Records of point placements:
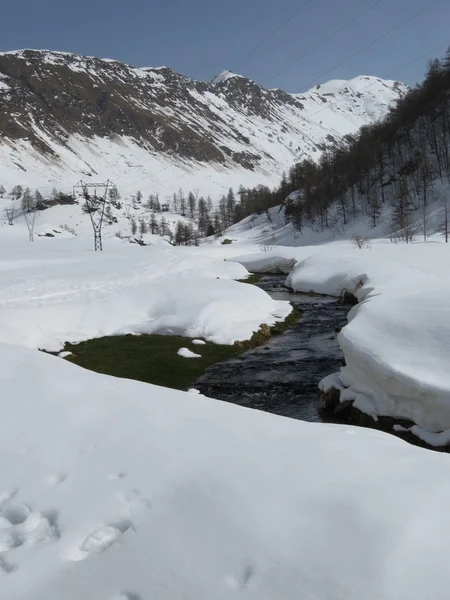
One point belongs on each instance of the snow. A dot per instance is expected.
(116, 489)
(290, 133)
(113, 489)
(225, 76)
(397, 341)
(55, 291)
(186, 353)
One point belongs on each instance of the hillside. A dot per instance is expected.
(65, 116)
(390, 180)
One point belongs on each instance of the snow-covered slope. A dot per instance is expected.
(64, 117)
(396, 344)
(118, 490)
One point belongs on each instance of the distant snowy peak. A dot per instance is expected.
(359, 84)
(224, 76)
(58, 110)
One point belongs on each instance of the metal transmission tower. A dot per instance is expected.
(29, 206)
(10, 215)
(96, 204)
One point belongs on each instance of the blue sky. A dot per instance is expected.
(202, 37)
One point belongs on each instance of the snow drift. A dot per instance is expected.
(116, 489)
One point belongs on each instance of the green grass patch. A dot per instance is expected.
(153, 358)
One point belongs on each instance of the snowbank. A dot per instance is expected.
(55, 291)
(266, 263)
(113, 489)
(397, 342)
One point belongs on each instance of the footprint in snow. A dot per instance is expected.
(21, 525)
(101, 539)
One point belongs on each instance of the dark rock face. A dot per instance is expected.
(52, 95)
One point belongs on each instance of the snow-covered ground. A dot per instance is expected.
(58, 289)
(112, 489)
(397, 342)
(117, 490)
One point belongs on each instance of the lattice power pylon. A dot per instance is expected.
(10, 215)
(29, 206)
(97, 199)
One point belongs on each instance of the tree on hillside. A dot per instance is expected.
(192, 202)
(154, 225)
(27, 200)
(142, 227)
(164, 229)
(179, 233)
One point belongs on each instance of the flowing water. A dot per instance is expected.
(282, 376)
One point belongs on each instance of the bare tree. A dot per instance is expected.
(359, 241)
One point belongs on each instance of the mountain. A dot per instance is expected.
(64, 117)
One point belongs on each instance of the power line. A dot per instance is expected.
(331, 104)
(381, 37)
(405, 66)
(288, 20)
(322, 41)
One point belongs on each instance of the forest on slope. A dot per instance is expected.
(400, 162)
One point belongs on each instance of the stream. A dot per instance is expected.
(282, 377)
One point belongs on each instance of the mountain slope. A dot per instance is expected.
(65, 116)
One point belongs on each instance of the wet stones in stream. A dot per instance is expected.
(282, 376)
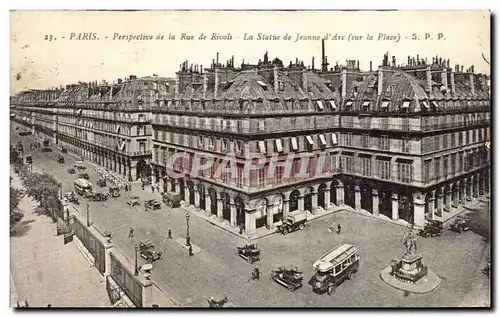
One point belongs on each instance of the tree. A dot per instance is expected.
(15, 198)
(43, 188)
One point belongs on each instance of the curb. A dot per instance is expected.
(14, 297)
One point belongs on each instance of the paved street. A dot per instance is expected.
(217, 271)
(45, 271)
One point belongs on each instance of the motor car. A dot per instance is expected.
(99, 197)
(171, 199)
(294, 221)
(249, 252)
(84, 175)
(289, 277)
(114, 191)
(152, 204)
(461, 224)
(431, 229)
(148, 252)
(338, 265)
(133, 201)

# [What to do]
Convert every one of the lines above into a JSON list of strings, one string per line, with blank lines omitted. Leave the pictures out of the list.

# [Finished task]
[
  "One point belongs on each instance of the snow. A dot per instance is expected.",
  "(116, 489)",
  "(290, 133)",
  "(113, 489)",
  "(225, 76)",
  "(397, 341)",
  "(55, 291)",
  "(186, 353)",
  "One point belongs on each instance of the hillside. A dot per instance is expected.",
  "(65, 116)",
  "(390, 180)",
  "One point belongs on each instance of the snow-covered slope. A dot per instance is expected.",
  "(64, 117)",
  "(396, 344)",
  "(118, 490)",
  "One point belongs on each instance of the distant snowy peak. A dot per instance is expected.",
  "(359, 84)",
  "(224, 76)",
  "(58, 110)",
  "One point belongs on each instance of the metal transmission tower. A dot per instance is expected.",
  "(29, 206)",
  "(10, 215)",
  "(96, 204)",
  "One point belongs on each instance of the blue sky. A dot per instance is expected.",
  "(202, 37)",
  "One point belongs on each instance of the snow drift. A dot per instance is expected.",
  "(116, 489)",
  "One point belongs on each instance of the green grass patch. A dot per instance is expected.",
  "(153, 358)",
  "One point belongs on each instance of the snowbank. A dot per instance is expected.",
  "(55, 291)",
  "(266, 263)",
  "(113, 489)",
  "(397, 342)",
  "One point belongs on each instance of the footprint in snow. A dot per instance is expected.",
  "(21, 525)",
  "(101, 539)",
  "One point belongs on each instance of the dark rock face. A dot per instance is expected.",
  "(52, 95)",
  "One point belongs on each instance of the snow-covered ground. A dot per instance is expected.",
  "(58, 289)",
  "(112, 489)",
  "(397, 342)",
  "(117, 490)",
  "One point belongs on each instance of the lattice power pylon. A dot per instance is expected.",
  "(10, 215)",
  "(29, 206)",
  "(97, 199)",
  "One point belongs on each instance of the tree on hillside. A dot per instance is expected.",
  "(192, 202)",
  "(154, 225)",
  "(27, 200)",
  "(142, 227)",
  "(164, 229)",
  "(179, 233)",
  "One point belongs on each instance of the flowing water. A dot per instance is expected.",
  "(282, 376)",
  "One point belongs on each instance of the bare tree. A dot per instance is expected.",
  "(359, 241)",
  "One point belongs on each instance of the mountain. A dot per instance is expected.",
  "(64, 117)",
  "One point belongs on each instance of the power line. A dot per instance is expected.",
  "(331, 104)",
  "(381, 37)",
  "(405, 66)",
  "(288, 20)",
  "(322, 41)",
  "One point belongs on each instance of the forest on slope. A dot per instance is expected.",
  "(400, 162)",
  "One point belongs on each instance of the stream. A dot per instance is expected.",
  "(282, 377)",
  "One point belongs on each instance of the mountain slope. A dot per instance is expected.",
  "(65, 116)",
  "One point belongs on each instance of the wet stones in stream. A dot per instance is expected.",
  "(282, 376)",
  "One point belongs on each instance of the tree. A dot per instance is expected.",
  "(15, 198)",
  "(43, 188)",
  "One point belongs on each instance of the curb. A dot per instance is expected.",
  "(14, 297)",
  "One point belongs on each instance of the paved street. A dot per instance is expected.",
  "(217, 271)",
  "(45, 271)",
  "One point belongs on each instance of the motor car. A dot per instance is expected.",
  "(99, 197)",
  "(171, 199)",
  "(294, 221)",
  "(249, 252)",
  "(84, 175)",
  "(289, 277)",
  "(114, 191)",
  "(152, 204)",
  "(461, 224)",
  "(431, 229)",
  "(148, 252)",
  "(338, 265)",
  "(133, 201)"
]